- Exercise aim
Reproduce exactly the line that contains "task | identify every instance of the snow drift" and all lines that follow it in the records below, ending with the last one.

=-=-=-=-=

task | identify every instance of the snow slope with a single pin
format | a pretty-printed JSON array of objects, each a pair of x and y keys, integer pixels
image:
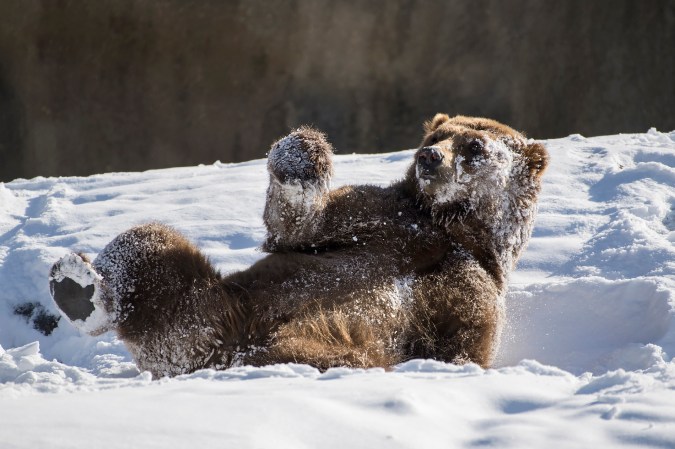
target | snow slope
[{"x": 586, "y": 357}]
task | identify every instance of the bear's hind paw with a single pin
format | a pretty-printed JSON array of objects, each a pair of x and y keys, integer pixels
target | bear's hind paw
[
  {"x": 303, "y": 156},
  {"x": 76, "y": 289}
]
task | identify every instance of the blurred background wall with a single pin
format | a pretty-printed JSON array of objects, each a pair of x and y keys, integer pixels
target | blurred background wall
[{"x": 115, "y": 85}]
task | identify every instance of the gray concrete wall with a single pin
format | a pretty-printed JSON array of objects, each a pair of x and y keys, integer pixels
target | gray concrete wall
[{"x": 109, "y": 85}]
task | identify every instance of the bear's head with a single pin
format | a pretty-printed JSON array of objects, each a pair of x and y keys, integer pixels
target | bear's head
[
  {"x": 479, "y": 180},
  {"x": 466, "y": 162}
]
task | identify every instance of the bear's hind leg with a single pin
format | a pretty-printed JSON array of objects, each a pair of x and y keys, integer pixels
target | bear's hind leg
[{"x": 300, "y": 167}]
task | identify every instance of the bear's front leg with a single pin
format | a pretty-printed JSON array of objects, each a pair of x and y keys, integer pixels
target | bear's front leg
[{"x": 300, "y": 169}]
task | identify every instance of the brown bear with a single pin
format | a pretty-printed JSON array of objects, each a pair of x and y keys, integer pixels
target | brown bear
[{"x": 359, "y": 276}]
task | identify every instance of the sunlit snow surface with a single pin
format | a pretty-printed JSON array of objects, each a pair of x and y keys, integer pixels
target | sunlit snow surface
[{"x": 585, "y": 360}]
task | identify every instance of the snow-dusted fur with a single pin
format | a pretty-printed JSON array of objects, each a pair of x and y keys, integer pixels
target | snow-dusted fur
[{"x": 359, "y": 276}]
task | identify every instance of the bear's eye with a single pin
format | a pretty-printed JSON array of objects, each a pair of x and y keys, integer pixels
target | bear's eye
[{"x": 475, "y": 147}]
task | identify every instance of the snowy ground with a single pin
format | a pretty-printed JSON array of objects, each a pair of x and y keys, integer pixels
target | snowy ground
[{"x": 586, "y": 360}]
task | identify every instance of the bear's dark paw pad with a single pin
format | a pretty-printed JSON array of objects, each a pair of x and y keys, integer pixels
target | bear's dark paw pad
[
  {"x": 43, "y": 321},
  {"x": 302, "y": 156},
  {"x": 75, "y": 287}
]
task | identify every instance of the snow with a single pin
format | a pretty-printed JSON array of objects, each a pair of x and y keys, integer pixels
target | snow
[{"x": 586, "y": 358}]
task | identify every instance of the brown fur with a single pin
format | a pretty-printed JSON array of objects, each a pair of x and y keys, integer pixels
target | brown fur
[{"x": 359, "y": 276}]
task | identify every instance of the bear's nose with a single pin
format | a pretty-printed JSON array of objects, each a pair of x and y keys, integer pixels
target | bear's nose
[{"x": 429, "y": 157}]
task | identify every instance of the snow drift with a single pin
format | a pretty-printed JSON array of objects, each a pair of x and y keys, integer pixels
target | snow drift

=-=-=-=-=

- Written response
task | identify every instance of the snow drift with a single pin
format | a pretty-printed JSON array of objects, each a pair of x and y keys, integer pixels
target | snow drift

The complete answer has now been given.